# Dominance?



## Coya (Aug 20, 2011)

Lately Coya (who is now 4 months) has been "sitting" on other dogs. She LOVES to play with any dog and always plays in a friendly manner. But for about 2 weeks she has been trying to sit on her playmates. We were walking the other day in a busy area and someone commented on what a beautiful dog she was, Coya thanked them by shoving her bottom in their little Shih Tzu's face...so embarrassing. The owner laughed it off, but I'm concerned that this is a sign of dominance and I don't want her "playful" behavior to get out of hand. Any advice? Should I be concerned?


----------



## datacan (May 15, 2011)

Too funny.


----------



## Ozkar (Jul 4, 2011)

Both of mine did/do this. They use there bum as a battering ram, or a tool to encourage/provoke the other dog to play, without using their mouth and appearing aggressive. They use the bum to nudge, push, sit on another dog to tease them into playing normally. 

I could be wrong, but from your description this is what it sounds like in one way shape or form.

**DATA EXTRACT**:

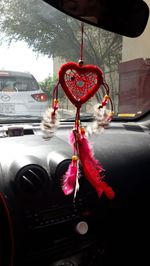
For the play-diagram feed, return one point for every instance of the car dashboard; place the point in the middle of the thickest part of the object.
(39, 225)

**OBJECTIVE**: In the forum thread about dominance, why does Ozkar say dogs push with or sit on another dog with their bum? Answer in one to three sentences. The listing has no role in this.

**TASK ANSWER**: Ozkar says dogs use their bum as a battering ram or tool to encourage or provoke the other dog to play without using their mouth and appearing aggressive. They nudge, push, or sit on the other dog to tease it into playing normally.